Él, el protagonista de sí propio, quiso basar su valía en dos procesos: tener una ‘vida de papel’, y ello pudiera entenderse ostentando un puesto de secretario en una casa noble (él era de extracción social humilde) o bien, tal como luego había de ocurrir, como escritor, un ‘oficio’ muy apreciado. Para tal fin, en un principio buscó el amparo, como colaborador, en la gramática sabiduria de su protector Lopez de Hoyos. Aprendió, pues, materia de escribano, y dominada, como un grado superior, la letra bastardilla. De otro lado, la fama más volandera e inmediata podría llegar a través del ejercicio de las armas; para ello se fue a enrolar en los tercios italianos
Y en Lepanto es cierto que luchó, pero su trayectoria de soldado era más bien escasa. Solo seis meses habían transcurrido desde su solicitud para enrolarse (por lo tanto tendría la condición de bisoño) en tales tercios italianos. Además, ese día glorioso a posteriori, tenía fiebre el arrojado contendiente. Ello no impidió, no obstante, que actuase como ayudante de un arcabucero, esto es, él es quien más expone ante el enemigo mientras el profesional carga el arcabuz. Y así recibió tres arcabuzazos que habrán de ser, en adelante, su marchamo de gloria, y base para que inicie aquel itinerario largo y tedioso de una merced, un puesto, una ocupación relevante y bien remunerada, en la corte. “Busque por acá en que se haga merced” Y así lo hizo, poniendo eco en su desempeño militar, y también en su presidio en Argel (historia dudosa, al parecer, la de su condición de preso en tierras africanas) para que un responsable en la corte tuviese a bien concederle, por fin, esa regalía tan ansiada.
Léase, debajo de todo este avatar personal, el bien material que se podía derivar de los daños de la guerra; hay libros bien documentados, por lo minucioso del detalle – libros de redacción medieval- donde se estipulaba el pago por cada herida recibida en batalla; llama la atención, de verdad, la precisión minuciosa de tal descripción heróico-monetaria.
En fin, hacia 1613 se suele establecer la fecha en que está consolidada esa ‘vida de papel’ pretendida. Ya es notoria su fama de escritor. Ha aparecido ya la primera parte del Quijote (libro de encargo, por cierto, del avezado editor Francisco de Robles) y se sabe que es de los pocos que consiguió ver representadas en vida sus comedias, marchamo de importancia dentro de la vida literaria de la corte.

Trabajo por realizar: Prosigue el texto sobre la «vida de papel» del autor del Quijote a partir de su última oración.

Extracto de datos:
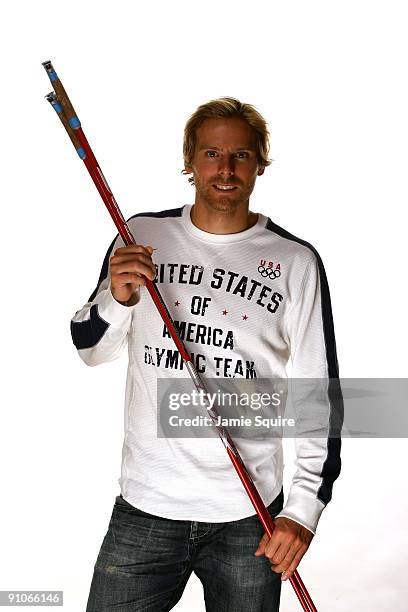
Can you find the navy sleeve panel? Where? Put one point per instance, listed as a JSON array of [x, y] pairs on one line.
[[332, 465], [87, 334]]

Resultado del ejercicio:
En el terreno más puramente material, había de obtener, al fin, el destino de recaudador de impuestos para la Armada Invencible (había resultado fallida la pretensión de un puesto relevante en las Indias. A donde, por cierto, tampoco –que se sepa- había de poder llegar el señor don Quijote, y a buen seguro que sería su deseo de exhibir allí su valentía, a juzgar por el mirar melancólico que, se sabe, tenía en la mirada divisando el mar desde la playa en Barcelona)
No se nos dice mucho, es cierto, de cuál haya sido su carácter, si bien, como resalta el autor del libro, debía ser bueno como amigo más indeseable como enemigo. No sabemos, por ejemplo, si fue hombre sonriente, pudiendo deducir, eso sí, que administró bien sus mentiras o exageraciones para el uso de su provecho personal y social. Pero bien está así, para el archivo de la literatura universal y para preservar en ello la memoria de ese caballero andante, bien que real, que jamás sonrió.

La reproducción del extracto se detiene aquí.